- Brano da leggere:
========

Orrore su orrore, ti uccido, uso violenza, ti ammazzo, ti faccio sparire dalla vita, interrompo il tuo battito e il tuo respiro, i tuoi pensieri, i tuoi sentimenti “SOLO” perché non mi vuoi o non mi vuoi più. Ragazzi come tanti, è questo che fa orrore, che vanno a scuola e all’università, che vestono bene, si mettono i cappellini, si guardano spesso allo specchio, ragazzi così, banalmente normali, banalmente poco interessanti, capaci di mostruosità che li sovrastano e li segnano a vita. Non sanno nulla di loro stessi, non conoscono le loro emozioni, non sanno controllare il desiderio sessuale e l’istinto di violenza. Dove hanno appreso la sessualità?
Dove hanno imparato a voler bene? Cosa guardano sul loro social? Cosa sanno del mondo, delle donne, della vita? Cosa pensano delle donne, cosa pensano di loro stessi? Giovani, giovanissimi, incapaci di parola, di argomentazioni, incapaci di fallire, di errare, non capaci di stare davanti a un no. Ma chi sono? E le loro madri e i loro padri come li hanno amati, cosa hanno detto loro riguardo l’amore, riguardo la sessualità, riguardo il rispetto? E cosa imparano tra pari, cosa si dicono sulle ragazze? Di cosa parlano con gli insegnanti a scuola, magari spesso non ci vanno, si annoiano, sono svogliati, si automarginalizzano.

========

- Attività da svolgere:
a) Secondo il brano sulla violenza dei ragazzi contro le donne, dove vanno questi ragazzi descritti come banalmente normali?
b) Indica se ciascuna affermazione concorda con il brano sulla violenza dei ragazzi contro le donne, rispondendo sì o no e citando le parole decisive del testo: (i) i ragazzi descritti si guardano spesso allo specchio; (ii) i ragazzi sanno controllare l’istinto di violenza; (iii) i giovani sono capaci di stare davanti a un no.
c) Estendi il brano sulla violenza dei ragazzi contro le donne a partire dall’ultima frase riportata.
Per svolgere le attività non occorre consultare i record.

- Record estratti:
========

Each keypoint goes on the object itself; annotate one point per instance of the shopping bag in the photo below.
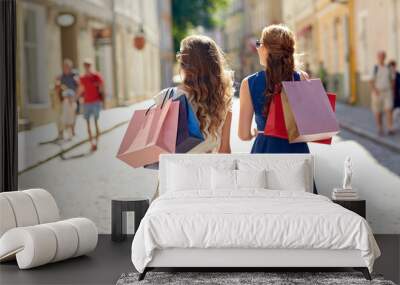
(332, 102)
(308, 114)
(290, 121)
(189, 134)
(150, 133)
(275, 124)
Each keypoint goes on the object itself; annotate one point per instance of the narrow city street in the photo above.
(83, 183)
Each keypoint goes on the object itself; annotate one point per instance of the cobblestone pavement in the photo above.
(386, 157)
(83, 183)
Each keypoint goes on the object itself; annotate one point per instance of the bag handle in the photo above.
(168, 95)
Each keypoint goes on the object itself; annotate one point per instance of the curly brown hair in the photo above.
(280, 44)
(207, 79)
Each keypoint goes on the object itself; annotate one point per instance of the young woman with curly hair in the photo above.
(276, 52)
(207, 84)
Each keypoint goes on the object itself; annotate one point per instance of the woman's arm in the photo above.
(246, 113)
(225, 146)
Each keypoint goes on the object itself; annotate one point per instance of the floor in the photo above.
(110, 260)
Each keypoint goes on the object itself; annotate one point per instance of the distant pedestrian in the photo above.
(323, 74)
(381, 95)
(92, 90)
(396, 90)
(69, 112)
(66, 87)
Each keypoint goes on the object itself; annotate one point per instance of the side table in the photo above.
(121, 205)
(357, 206)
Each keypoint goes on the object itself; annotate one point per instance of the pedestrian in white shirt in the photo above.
(382, 95)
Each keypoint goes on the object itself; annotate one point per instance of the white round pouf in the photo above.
(33, 246)
(87, 233)
(67, 240)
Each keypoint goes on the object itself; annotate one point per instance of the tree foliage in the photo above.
(187, 14)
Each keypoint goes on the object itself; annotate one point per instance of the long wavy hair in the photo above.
(207, 79)
(280, 44)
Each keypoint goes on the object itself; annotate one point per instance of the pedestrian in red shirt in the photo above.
(92, 90)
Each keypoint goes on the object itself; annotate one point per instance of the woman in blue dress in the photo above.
(276, 54)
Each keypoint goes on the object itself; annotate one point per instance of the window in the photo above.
(34, 55)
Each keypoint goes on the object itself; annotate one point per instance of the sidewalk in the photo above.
(360, 120)
(36, 147)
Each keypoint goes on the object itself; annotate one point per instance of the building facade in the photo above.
(243, 23)
(103, 30)
(345, 36)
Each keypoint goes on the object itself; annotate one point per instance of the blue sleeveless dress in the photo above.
(264, 143)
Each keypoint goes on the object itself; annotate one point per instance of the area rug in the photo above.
(243, 278)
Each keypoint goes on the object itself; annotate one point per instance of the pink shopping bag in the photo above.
(312, 115)
(150, 133)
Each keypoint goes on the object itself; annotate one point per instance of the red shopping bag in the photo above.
(150, 133)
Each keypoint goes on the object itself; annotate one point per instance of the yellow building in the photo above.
(103, 30)
(243, 23)
(376, 28)
(322, 35)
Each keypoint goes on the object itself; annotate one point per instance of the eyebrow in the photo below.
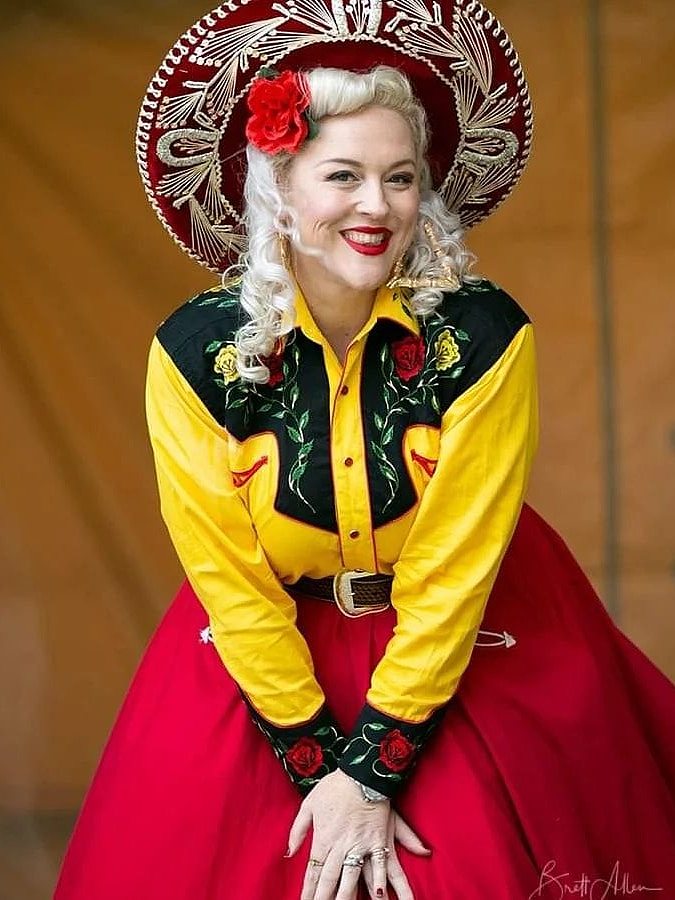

========

- Risposte alle attività:
a) Vanno a scuola e all’università.

b)
(i) Sì: «si guardano spesso allo specchio».
(ii) No: «non sanno controllare il desiderio sessuale e l’istinto di violenza».
(iii) No: «non capaci di stare davanti a un no».

c)
Tutte le storie sono simili, tutte le storie sono diverse. I telefonini e i social creano conformismi di stile, nelle foto sui loro profili paiono tutti vivere in quartieri “bene” e poi magari, vivono nelle periferie, in piccoli centri dove non c’è nulla per loro, in scuole che li annoiano e in cui magari si sentono marginali o poco coinvolti. Sui social hanno magliette firmate, espressioni accattivanti, sguardi “machisti”, vivono in humus di una maschilità tossica, senza saperlo, senza esserne neanche minimamente consapevoli. “Naturalmente” pensano di essere proprietari di “quella” ragazza che pensano propria e che poi ammazzano se si sentono non più voluti.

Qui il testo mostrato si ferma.